Given data >>
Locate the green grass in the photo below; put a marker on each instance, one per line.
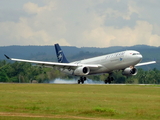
(71, 102)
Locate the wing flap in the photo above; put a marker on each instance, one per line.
(54, 64)
(146, 63)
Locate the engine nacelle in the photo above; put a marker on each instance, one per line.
(130, 71)
(81, 71)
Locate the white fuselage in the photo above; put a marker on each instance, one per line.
(110, 62)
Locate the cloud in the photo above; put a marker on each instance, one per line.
(83, 23)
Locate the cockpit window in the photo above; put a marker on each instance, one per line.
(136, 54)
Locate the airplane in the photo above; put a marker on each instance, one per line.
(127, 61)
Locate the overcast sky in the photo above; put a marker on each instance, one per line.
(81, 23)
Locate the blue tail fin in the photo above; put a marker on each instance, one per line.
(60, 55)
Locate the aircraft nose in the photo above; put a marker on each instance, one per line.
(140, 57)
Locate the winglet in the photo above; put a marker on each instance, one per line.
(7, 56)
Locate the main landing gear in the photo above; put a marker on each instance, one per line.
(109, 79)
(81, 80)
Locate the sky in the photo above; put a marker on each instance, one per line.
(81, 23)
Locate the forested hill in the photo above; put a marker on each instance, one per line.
(47, 53)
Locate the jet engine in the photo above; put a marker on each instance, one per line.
(130, 71)
(81, 71)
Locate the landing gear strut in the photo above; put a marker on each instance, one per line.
(81, 80)
(109, 79)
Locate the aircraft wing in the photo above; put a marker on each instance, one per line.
(54, 64)
(146, 63)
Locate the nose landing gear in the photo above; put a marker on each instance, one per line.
(81, 80)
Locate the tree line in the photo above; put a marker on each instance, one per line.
(21, 72)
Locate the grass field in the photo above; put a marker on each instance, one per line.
(72, 102)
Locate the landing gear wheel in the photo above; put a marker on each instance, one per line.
(79, 81)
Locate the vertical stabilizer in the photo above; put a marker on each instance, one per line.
(60, 55)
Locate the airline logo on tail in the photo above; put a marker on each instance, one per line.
(60, 56)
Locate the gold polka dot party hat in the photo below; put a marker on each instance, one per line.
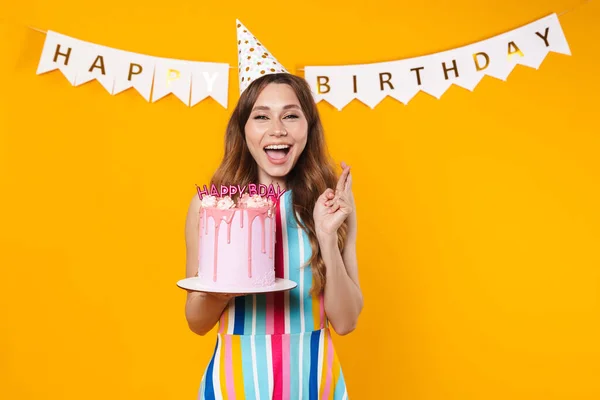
(254, 60)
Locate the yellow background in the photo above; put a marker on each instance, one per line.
(479, 229)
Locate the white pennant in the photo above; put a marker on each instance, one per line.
(435, 73)
(172, 76)
(134, 71)
(97, 62)
(61, 52)
(210, 79)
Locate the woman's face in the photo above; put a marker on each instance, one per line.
(276, 132)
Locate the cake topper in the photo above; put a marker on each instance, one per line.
(251, 189)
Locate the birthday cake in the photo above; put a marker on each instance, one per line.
(236, 242)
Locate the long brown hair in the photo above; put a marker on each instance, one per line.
(310, 177)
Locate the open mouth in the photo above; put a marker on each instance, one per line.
(277, 152)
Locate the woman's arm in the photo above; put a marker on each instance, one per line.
(343, 296)
(202, 310)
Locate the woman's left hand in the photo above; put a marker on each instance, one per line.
(333, 207)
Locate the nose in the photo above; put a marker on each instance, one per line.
(278, 129)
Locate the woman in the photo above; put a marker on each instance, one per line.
(278, 345)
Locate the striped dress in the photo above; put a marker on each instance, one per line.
(276, 345)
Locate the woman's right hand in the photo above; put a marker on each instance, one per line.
(220, 296)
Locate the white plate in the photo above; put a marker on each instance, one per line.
(195, 285)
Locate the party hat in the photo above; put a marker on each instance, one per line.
(254, 60)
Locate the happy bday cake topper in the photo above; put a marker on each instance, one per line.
(252, 189)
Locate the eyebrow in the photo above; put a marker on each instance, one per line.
(286, 107)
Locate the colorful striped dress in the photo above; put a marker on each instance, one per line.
(276, 345)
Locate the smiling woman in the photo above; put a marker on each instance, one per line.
(280, 342)
(278, 126)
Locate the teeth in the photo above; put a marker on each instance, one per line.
(277, 147)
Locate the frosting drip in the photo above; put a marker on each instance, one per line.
(227, 215)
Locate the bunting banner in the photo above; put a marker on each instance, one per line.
(118, 70)
(435, 73)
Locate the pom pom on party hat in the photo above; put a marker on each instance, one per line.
(254, 60)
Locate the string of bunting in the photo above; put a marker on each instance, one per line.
(193, 81)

Problem description >> Please transcribe the material above exactly as written. Leave the pictures out.

Response to the task >>
Locate the green grass in the photo below; put a marker on each instance, one per line.
(71, 102)
Locate the wing flap in the photo above; put a marker on each instance, one per line.
(54, 64)
(146, 63)
Locate the engine nacelle in the photo above; put a marker on each instance, one per line.
(130, 71)
(81, 71)
Locate the white fuselage in the photo above; put a marker on each instance, one per line.
(110, 62)
Locate the cloud in the photo above; put a marker on each instance, one per line.
(83, 23)
Locate the cockpit window in the photo above; put a marker on each instance, one per line.
(136, 54)
Locate the airplane in the photo above; put a marker on each instance, one per line.
(127, 61)
Locate the overcast sky in the photo above; put a marker on each instance, one per line.
(81, 23)
Locate the blue tail fin in the photo above; put a marker on each instance, one per line.
(60, 55)
Locate the aircraft nose in the photo above; put a marker on each instance, one per line.
(140, 57)
Locate the winglet in the photo above; put a marker on each instance, one per line.
(7, 56)
Locate the main landing gear in the photo above; put a marker on each instance, one per line.
(109, 79)
(81, 80)
Locate the sky in the photo above; put a marker on each instance, one per line.
(81, 23)
Locate the forested hill in the photo above; put a marker on each instance, one per line.
(47, 53)
Locate the jet engine in the photo above; put a marker on each instance, one per line.
(130, 71)
(81, 71)
Locate the landing gear strut in the photo above; put a marker on each instance, one per line.
(81, 80)
(109, 79)
Locate the aircraft wing in the photo above; put a marker on each instance, one per line.
(54, 64)
(146, 63)
Locate the nose landing gear in the photo above; put a marker on each instance, one per line.
(81, 80)
Locate the tree line in the photo above; put a marker on each instance, one per line.
(21, 72)
Locate the grass field in the photo above; put a marker on each instance, one per line.
(72, 102)
Locate the landing gear wheel in the photo above; put a marker on each instance, one per line.
(79, 81)
Locate the vertical stabilizer in the photo above; put a marker on each instance, one per line.
(60, 55)
Locate the airline logo on tail in the photo above; put a marker on each instance, one per line.
(60, 56)
Locate the gold polka dot party hat in the photo below; put a marker on each instance, one per line.
(254, 60)
Locate the yellow background in the photo above; put a marker on each instance, one per line.
(479, 229)
Locate the white pennant in the photo above; put a marker on each instance, one per line.
(435, 73)
(172, 76)
(134, 71)
(97, 62)
(61, 52)
(210, 79)
Locate the woman's face in the photo above; put a marker on each instance, one per line.
(276, 132)
Locate the cake topper in the photo above; put a marker on each instance, one per line.
(251, 189)
Locate the birthday cake in the photo above; put a marker on each instance, one per line.
(236, 242)
Locate the long brown hair in the photo above; put a marker on each instance, one per line.
(310, 177)
Locate the open mouth in the photo above; put a marker on each instance, one per line.
(277, 152)
Locate the woman's arm in the photo above; put a marker on each instance, one per line.
(343, 296)
(202, 310)
Locate the woman's left hand in the photo above; put a marker on each instance, one per line.
(333, 207)
Locate the nose in the photo above; put a marker on each instance, one per line.
(278, 129)
Locate the woman in the photo above; put a marker on each instance, one per line.
(278, 345)
Locate the striped dress in the photo above; put a marker on each instance, one per line.
(276, 345)
Locate the woman's right hand in the photo above; put a marker on each instance, one per line.
(220, 296)
Locate the white plate in the photo above; put a marker on each instance, one per line.
(195, 285)
Locate the party hat in the photo above; put a marker on each instance, one per line.
(254, 60)
Locate the happy bday cake topper in the photo above; put a marker on each instance, one per line.
(252, 189)
Locate the eyebrow in the photo above; put a marker on each instance, one per line.
(286, 107)
Locate the colorful striped dress in the photo above; put a marker on each instance, one per line.
(276, 345)
Locate the smiling woman in the photo above; put a marker on each instance, one per line.
(280, 342)
(278, 126)
Locate the teeth in the photo above; put a marker on each instance, one per line.
(277, 147)
Locate the frosting drip in the photo above; put a marker on each instance, one per line.
(227, 215)
Locate the bunting banner in the photo above; put a marker on each instance, one per line.
(118, 70)
(435, 73)
Locate the pom pom on party hat in the photo above; put a marker on each instance, one per line.
(254, 60)
Locate the string of bunting in the photo above; put a marker on each instance, one per line.
(193, 81)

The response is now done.